» Source passage
+ + + +

What this means is that the group that survives is the one that contains individuals with the right balance between selfish instincts and instincts to obey the group’s rules. While some unethical behavior is inevitable, the group that shuns ethics is also less likely to survive in the long-term. We can see in our own times examples like that of Enron where the balance between selfishness and ethics was almost non-existent – leading to the complete destruction of that group. Ethics are therefore essential to the long-term survival of any human group.
Conquering Self Justification
So, in order to preserve the institutions and relationships that are important to us – our jobs, our marriages, for example – we need to think ethically. But how do we do that when our brains seem pre-wired to mask our consciences with a blanket of Self Justification? There are a number of questions to ask oneself in situations that potentially triggers an ethical concern;
- Is my taking of this action predicated on the need to keep a secret that, if exposed, would be an embarrassment? The need for secracy is often a warning flag.
- Could someone affected by my action reasonably perceive my action as dishonest or deliberately misleading? Deception and bad ethics are close bed fellows.

+ + + +

» Set exercise 1
Copy out the rows from the line containing "the wooden piling" through the last row, changing every "keypoint" to "marker" and altering nothing else.
The rows below are separate material and have no connection to the ethics passage.

+ + + +

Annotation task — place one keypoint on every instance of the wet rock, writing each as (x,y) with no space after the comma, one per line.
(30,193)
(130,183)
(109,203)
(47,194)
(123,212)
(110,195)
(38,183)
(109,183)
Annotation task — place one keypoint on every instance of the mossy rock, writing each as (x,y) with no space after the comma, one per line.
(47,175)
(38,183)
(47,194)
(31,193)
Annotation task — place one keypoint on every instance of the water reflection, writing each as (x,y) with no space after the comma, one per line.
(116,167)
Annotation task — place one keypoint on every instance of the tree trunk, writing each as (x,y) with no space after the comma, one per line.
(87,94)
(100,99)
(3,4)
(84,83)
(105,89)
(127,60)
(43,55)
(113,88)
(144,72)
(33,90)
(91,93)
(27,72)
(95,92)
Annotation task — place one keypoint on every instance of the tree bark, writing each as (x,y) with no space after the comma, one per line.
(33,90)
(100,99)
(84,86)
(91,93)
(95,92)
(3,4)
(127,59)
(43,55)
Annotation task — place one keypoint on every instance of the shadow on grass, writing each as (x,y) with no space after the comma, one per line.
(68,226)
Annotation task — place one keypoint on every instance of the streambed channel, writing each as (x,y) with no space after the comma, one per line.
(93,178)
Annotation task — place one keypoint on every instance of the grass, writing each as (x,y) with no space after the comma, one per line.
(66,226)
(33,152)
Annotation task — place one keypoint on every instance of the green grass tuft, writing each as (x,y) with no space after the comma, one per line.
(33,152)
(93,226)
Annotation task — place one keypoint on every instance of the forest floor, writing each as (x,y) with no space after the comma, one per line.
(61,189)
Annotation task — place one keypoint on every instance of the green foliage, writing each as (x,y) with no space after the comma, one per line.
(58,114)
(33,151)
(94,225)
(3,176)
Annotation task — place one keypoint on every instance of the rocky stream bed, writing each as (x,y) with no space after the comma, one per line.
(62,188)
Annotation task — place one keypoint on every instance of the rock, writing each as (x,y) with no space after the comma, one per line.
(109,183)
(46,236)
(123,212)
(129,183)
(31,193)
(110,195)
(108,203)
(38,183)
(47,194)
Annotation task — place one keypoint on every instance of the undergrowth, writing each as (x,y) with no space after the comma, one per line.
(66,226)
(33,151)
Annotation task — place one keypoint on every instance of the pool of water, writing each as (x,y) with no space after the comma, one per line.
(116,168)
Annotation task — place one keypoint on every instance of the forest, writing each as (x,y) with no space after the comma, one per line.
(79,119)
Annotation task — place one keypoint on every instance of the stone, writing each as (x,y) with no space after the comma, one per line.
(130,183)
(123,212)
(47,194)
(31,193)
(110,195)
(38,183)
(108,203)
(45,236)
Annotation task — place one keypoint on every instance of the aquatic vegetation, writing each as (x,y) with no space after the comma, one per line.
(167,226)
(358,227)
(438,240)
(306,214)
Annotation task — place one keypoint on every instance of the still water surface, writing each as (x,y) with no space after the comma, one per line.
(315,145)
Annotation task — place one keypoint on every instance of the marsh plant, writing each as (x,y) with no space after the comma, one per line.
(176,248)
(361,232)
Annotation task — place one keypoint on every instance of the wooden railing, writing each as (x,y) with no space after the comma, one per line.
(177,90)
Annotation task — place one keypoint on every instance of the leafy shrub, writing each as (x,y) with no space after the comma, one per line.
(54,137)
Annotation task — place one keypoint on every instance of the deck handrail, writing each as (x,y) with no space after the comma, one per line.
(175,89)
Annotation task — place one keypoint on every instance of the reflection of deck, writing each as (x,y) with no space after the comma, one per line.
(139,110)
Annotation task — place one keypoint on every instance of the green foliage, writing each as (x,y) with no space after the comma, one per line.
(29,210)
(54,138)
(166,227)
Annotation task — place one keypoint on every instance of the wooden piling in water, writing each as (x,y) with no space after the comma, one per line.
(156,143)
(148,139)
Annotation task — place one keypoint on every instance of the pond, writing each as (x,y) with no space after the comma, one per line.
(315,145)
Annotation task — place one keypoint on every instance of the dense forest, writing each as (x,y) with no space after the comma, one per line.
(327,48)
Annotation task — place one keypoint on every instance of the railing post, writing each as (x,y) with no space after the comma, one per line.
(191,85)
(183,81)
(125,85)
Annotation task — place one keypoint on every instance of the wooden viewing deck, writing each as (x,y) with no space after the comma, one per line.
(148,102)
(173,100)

+ + + +

» Set exercise 2
Summarize the ethics passage in two sentences.

» Exercise answer 1
Annotation task — place one marker on every instance of the wooden piling in water, writing each as (x,y) with no space after the comma, one per line.
(156,143)
(148,139)
Annotation task — place one marker on every instance of the pond, writing each as (x,y) with no space after the comma, one per line.
(315,145)
Annotation task — place one marker on every instance of the dense forest, writing each as (x,y) with no space after the comma, one per line.
(327,48)
Annotation task — place one marker on every instance of the railing post, writing each as (x,y) with no space after the comma, one per line.
(191,85)
(183,81)
(125,85)
Annotation task — place one marker on every instance of the wooden viewing deck, writing each as (x,y) with no space after the comma, one per line.
(148,102)
(173,100)

» Exercise answer 2
Groups whose members balance selfish instincts with instincts to obey group rules are the ones that survive, so ethics are essential to any human group's long-term survival, as the destruction of Enron shows. To keep self justification from masking conscience, one should ask whether an action depends on keeping an embarrassing secret and whether those affected could reasonably see it as dishonest or deliberately misleading.